Comparison: MySQL vs. PostgreSQL

Thursday, 26 May 2005 @ 14:35

Recently a very good discussion took place on the UPHPU mailing list regarding MySQL and PostgreSQL (a.k.a. pg or pgsql), the two most popular open-source database engines, and when you might want to choose one or the other for your project. Many great insights were shared, and we’re sharing some of them here, in hopes that it will help others in the future.

For many people, MySQL vs PgSQL is more of a religious question than a technical one, and there is definitely something to be said for sticking to what is already familiar to you. There are also some very good technical considerations in choosing which one is more appropriate for your application. First and foremost, both MySQL and PG are excellent relational database management systems (RDBMS), and in almost every case, either one will work great, and there is no wrong answer when asking which one you should use.

Probably the biggest and most frequently discussed differences between MySQL and PG are in features and complexity. PostgreSQL has more of both. There are many features of SQL that PG has supported for years, that are just recently becoming available in MySQL. Some mentioned in the discussion are subselects, transactions, stored procedures, contstraints, triggers, and a few other advanced SQL features. Most or all of those features are (or will be) supported in MySQL 4.0, 4.1, or 5.0, and some, like transactions, were available in the MySQL 3.23.xx releases with certain table types, like InnoDB.

▸ DIRECTIVE 1: In the MySQL vs. PostgreSQL comparison, which table type is named as one that made transactions available in the MySQL 3.23.xx releases?
▸ DIRECTIVE 2: From the MySQL vs. PostgreSQL comparison, reproduce the passage starting with "For many people, MySQL" and going on through "you should use.".

▸ RAW RECORDS:
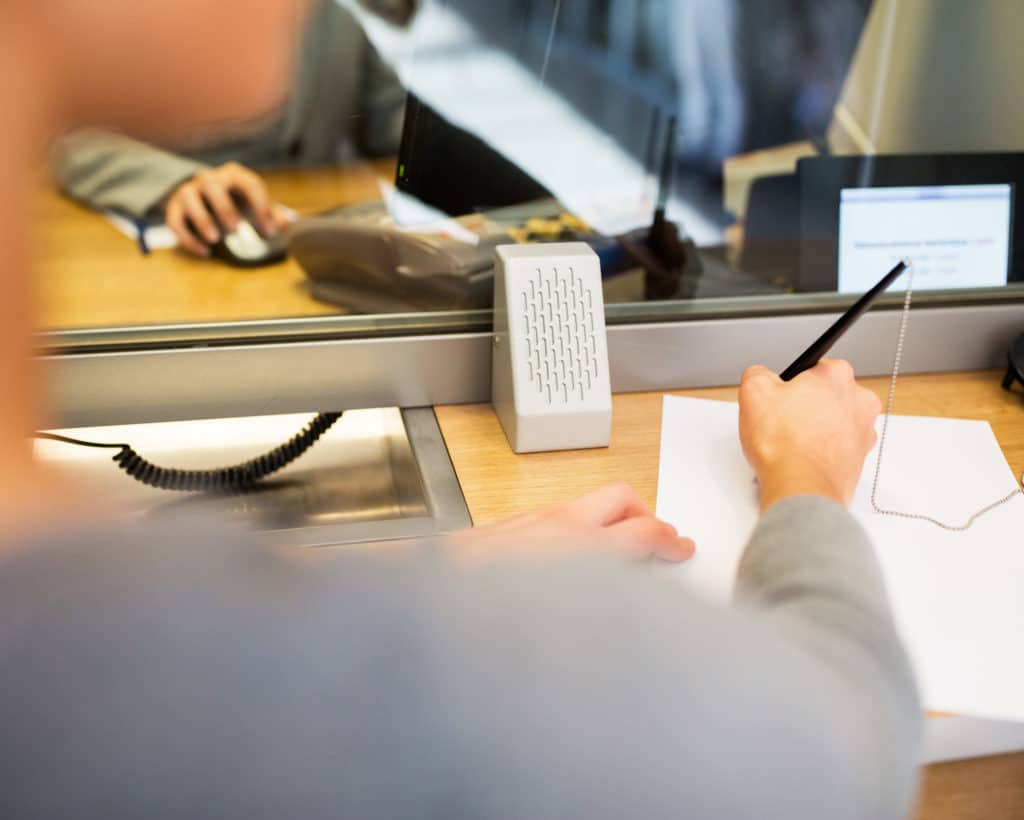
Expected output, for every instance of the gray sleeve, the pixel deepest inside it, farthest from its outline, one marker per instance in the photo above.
(188, 672)
(810, 573)
(107, 170)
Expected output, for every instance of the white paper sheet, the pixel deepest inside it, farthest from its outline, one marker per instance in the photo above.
(957, 597)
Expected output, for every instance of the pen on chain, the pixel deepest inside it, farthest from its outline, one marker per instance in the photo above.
(140, 228)
(823, 343)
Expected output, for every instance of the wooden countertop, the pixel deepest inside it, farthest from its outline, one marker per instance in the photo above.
(499, 483)
(92, 275)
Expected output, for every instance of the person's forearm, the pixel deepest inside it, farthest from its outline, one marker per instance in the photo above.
(811, 572)
(112, 171)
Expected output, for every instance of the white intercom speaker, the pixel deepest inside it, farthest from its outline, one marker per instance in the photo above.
(550, 383)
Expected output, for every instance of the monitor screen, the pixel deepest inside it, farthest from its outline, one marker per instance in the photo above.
(954, 235)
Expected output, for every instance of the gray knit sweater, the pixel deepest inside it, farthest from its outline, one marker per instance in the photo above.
(185, 673)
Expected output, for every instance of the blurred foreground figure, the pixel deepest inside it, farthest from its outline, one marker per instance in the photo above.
(342, 103)
(527, 670)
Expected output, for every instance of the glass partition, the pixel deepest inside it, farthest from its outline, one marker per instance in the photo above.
(723, 159)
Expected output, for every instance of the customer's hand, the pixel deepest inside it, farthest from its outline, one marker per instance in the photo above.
(807, 436)
(210, 202)
(613, 518)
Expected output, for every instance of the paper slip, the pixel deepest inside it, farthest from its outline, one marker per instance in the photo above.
(957, 597)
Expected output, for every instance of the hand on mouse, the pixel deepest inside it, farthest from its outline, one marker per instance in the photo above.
(209, 202)
(807, 436)
(613, 517)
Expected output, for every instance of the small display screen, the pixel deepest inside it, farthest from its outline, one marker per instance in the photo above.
(954, 235)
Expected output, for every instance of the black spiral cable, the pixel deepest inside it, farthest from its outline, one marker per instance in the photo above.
(221, 479)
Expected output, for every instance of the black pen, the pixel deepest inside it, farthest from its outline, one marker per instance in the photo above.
(813, 354)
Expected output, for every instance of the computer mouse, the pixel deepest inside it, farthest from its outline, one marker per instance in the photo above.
(246, 247)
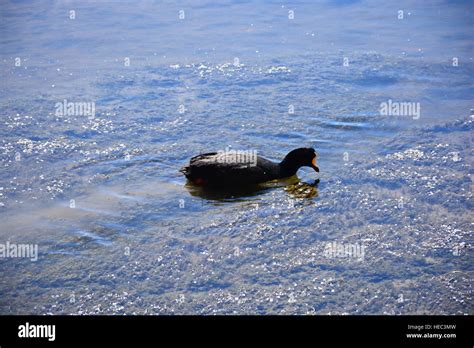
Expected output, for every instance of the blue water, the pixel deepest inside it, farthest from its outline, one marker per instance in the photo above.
(119, 230)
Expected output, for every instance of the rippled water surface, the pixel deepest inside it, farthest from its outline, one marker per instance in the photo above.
(120, 232)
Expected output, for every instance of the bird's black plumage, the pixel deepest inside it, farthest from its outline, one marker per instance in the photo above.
(234, 168)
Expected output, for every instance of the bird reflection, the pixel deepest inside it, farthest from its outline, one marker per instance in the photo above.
(293, 186)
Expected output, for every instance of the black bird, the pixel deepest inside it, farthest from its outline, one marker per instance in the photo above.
(236, 168)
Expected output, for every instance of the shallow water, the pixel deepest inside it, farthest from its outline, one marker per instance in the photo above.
(118, 229)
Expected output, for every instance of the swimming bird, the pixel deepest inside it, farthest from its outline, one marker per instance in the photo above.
(233, 168)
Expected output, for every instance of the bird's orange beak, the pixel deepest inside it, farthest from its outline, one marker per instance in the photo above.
(313, 164)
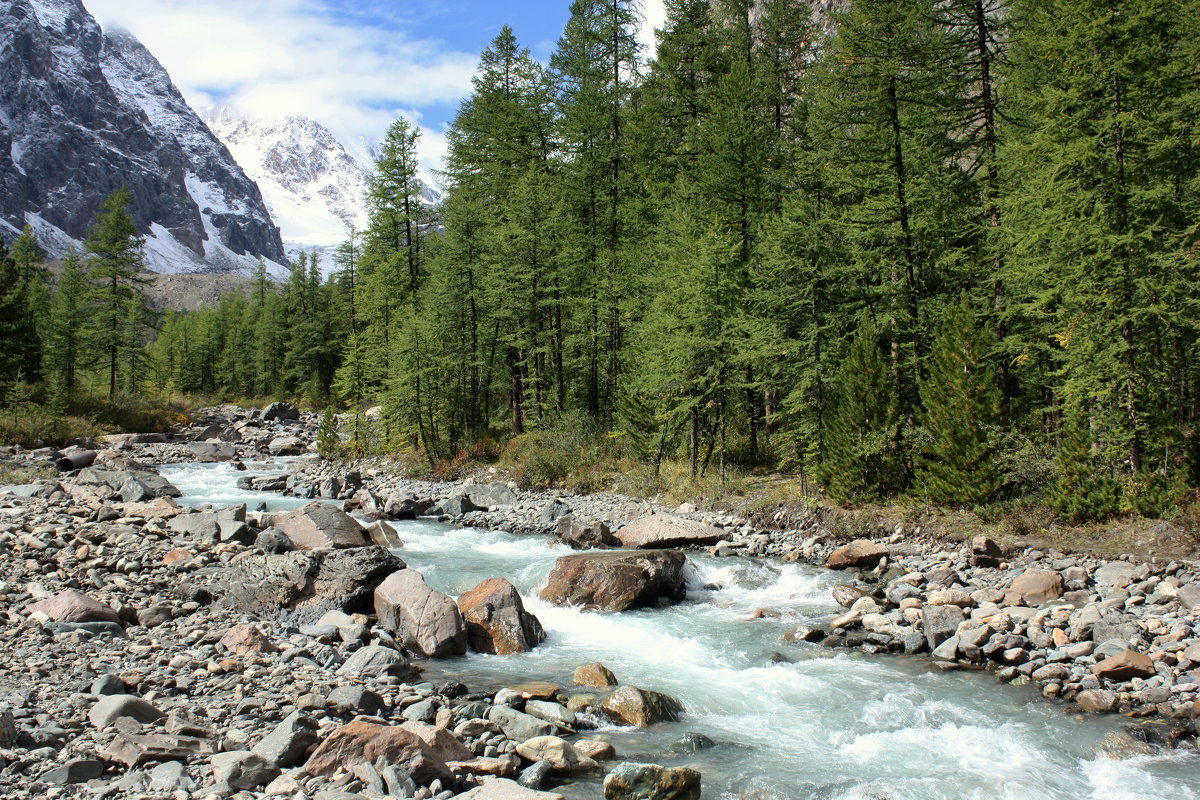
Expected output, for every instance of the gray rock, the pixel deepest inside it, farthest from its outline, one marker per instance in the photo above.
(375, 660)
(940, 623)
(355, 701)
(243, 769)
(306, 584)
(517, 726)
(77, 770)
(426, 621)
(113, 707)
(289, 741)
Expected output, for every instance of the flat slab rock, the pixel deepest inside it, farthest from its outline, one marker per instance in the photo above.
(617, 582)
(664, 530)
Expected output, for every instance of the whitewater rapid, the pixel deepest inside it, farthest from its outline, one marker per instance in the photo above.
(790, 720)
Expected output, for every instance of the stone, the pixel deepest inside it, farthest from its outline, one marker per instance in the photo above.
(1097, 701)
(617, 582)
(664, 530)
(594, 674)
(859, 554)
(375, 661)
(496, 619)
(940, 623)
(491, 495)
(561, 753)
(241, 639)
(135, 750)
(384, 535)
(307, 583)
(280, 411)
(363, 741)
(640, 708)
(585, 534)
(112, 707)
(241, 769)
(551, 711)
(595, 750)
(1038, 587)
(355, 701)
(984, 552)
(519, 726)
(553, 511)
(291, 741)
(845, 595)
(439, 743)
(504, 789)
(633, 781)
(73, 606)
(426, 621)
(1126, 665)
(77, 770)
(318, 525)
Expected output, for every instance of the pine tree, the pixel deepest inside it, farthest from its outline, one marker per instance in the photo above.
(861, 456)
(958, 465)
(114, 259)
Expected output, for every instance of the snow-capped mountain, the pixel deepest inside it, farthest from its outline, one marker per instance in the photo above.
(315, 185)
(84, 112)
(315, 190)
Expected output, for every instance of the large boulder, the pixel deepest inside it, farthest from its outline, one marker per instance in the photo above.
(1038, 587)
(497, 620)
(492, 495)
(280, 411)
(319, 524)
(363, 741)
(305, 584)
(640, 707)
(859, 554)
(940, 623)
(1126, 665)
(585, 534)
(73, 606)
(633, 781)
(663, 530)
(617, 582)
(426, 621)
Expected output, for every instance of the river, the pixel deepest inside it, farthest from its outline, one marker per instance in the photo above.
(790, 721)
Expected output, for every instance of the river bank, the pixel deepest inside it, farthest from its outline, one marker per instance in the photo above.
(738, 650)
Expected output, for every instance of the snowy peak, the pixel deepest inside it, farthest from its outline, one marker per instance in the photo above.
(315, 190)
(82, 113)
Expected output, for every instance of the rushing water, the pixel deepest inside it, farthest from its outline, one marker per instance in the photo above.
(791, 721)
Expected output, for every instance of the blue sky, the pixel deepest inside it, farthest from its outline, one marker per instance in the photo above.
(352, 66)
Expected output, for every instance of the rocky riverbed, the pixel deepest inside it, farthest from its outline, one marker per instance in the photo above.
(153, 650)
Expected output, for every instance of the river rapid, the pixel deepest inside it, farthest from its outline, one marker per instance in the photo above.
(790, 721)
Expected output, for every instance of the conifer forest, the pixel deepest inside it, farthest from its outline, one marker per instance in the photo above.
(942, 250)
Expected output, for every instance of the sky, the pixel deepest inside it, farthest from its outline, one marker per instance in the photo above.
(352, 65)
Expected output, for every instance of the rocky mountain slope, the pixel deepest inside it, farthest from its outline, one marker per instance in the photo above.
(313, 184)
(83, 112)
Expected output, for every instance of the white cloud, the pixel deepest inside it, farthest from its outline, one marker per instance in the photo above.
(273, 58)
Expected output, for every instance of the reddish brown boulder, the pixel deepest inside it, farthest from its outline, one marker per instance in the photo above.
(241, 639)
(319, 524)
(663, 530)
(1126, 665)
(1038, 587)
(363, 743)
(426, 621)
(497, 620)
(71, 606)
(617, 582)
(859, 554)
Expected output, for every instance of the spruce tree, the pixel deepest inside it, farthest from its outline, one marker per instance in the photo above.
(958, 465)
(114, 260)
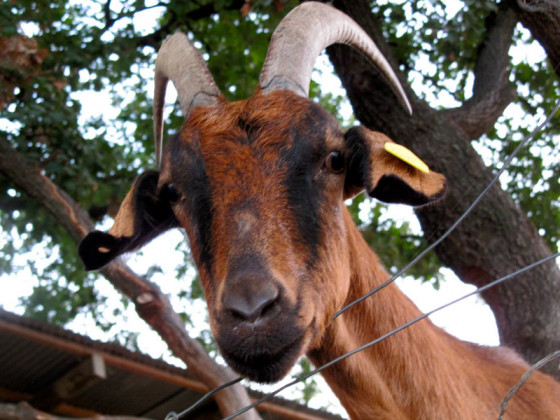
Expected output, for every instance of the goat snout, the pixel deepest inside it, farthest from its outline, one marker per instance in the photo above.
(251, 297)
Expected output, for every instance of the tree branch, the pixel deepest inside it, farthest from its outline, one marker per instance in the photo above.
(492, 241)
(492, 92)
(152, 305)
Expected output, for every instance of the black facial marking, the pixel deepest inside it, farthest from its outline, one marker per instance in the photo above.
(303, 160)
(188, 172)
(357, 161)
(250, 129)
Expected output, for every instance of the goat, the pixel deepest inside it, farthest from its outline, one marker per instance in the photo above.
(259, 187)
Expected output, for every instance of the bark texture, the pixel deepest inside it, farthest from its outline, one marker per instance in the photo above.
(151, 304)
(497, 238)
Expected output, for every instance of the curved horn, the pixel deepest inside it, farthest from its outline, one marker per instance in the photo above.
(299, 39)
(179, 61)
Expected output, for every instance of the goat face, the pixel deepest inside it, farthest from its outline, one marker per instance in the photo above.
(259, 187)
(260, 197)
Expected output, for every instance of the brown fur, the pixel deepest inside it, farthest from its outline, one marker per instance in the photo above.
(251, 157)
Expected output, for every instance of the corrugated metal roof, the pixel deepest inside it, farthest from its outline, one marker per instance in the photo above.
(48, 367)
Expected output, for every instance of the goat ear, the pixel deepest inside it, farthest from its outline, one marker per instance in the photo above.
(143, 215)
(388, 171)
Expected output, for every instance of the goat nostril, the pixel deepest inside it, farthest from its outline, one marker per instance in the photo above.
(248, 304)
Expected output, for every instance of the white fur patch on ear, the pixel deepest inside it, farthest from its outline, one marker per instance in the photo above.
(407, 156)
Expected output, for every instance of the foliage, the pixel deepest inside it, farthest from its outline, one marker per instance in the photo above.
(56, 56)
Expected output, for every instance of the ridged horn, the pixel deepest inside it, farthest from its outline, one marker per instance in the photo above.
(302, 35)
(179, 61)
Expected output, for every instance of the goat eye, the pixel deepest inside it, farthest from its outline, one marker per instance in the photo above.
(335, 162)
(169, 193)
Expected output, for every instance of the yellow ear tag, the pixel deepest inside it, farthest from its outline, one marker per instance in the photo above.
(407, 156)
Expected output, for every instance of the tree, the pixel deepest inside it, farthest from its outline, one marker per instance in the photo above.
(59, 173)
(499, 236)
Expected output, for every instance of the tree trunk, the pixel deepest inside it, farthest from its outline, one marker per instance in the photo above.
(497, 238)
(151, 304)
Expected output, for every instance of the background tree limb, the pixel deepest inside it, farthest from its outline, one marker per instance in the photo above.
(152, 305)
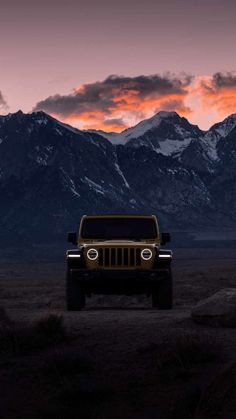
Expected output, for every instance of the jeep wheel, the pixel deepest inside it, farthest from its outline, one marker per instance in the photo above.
(75, 297)
(162, 298)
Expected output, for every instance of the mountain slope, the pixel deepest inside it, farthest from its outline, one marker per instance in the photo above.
(51, 174)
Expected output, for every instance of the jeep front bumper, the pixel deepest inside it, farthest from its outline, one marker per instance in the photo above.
(109, 281)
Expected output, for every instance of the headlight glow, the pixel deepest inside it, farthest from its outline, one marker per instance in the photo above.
(73, 255)
(92, 254)
(146, 254)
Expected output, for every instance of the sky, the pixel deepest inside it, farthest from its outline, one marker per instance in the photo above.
(109, 64)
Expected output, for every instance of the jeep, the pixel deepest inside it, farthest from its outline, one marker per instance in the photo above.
(118, 254)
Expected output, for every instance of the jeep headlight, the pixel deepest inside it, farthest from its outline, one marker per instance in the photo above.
(92, 254)
(146, 254)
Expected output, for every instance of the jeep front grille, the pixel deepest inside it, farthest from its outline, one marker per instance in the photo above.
(119, 257)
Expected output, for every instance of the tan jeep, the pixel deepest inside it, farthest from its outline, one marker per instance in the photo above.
(118, 254)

▸ COMPLETE OUTPUT 1: InnoDB

▸ COMPLETE OUTPUT 2:
For many people, MySQL vs PgSQL is more of a religious question than a technical one, and there is definitely something to be said for sticking to what is already familiar to you. There are also some very good technical considerations in choosing which one is more appropriate for your application. First and foremost, both MySQL and PG are excellent relational database management systems (RDBMS), and in almost every case, either one will work great, and there is no wrong answer when asking which one you should use.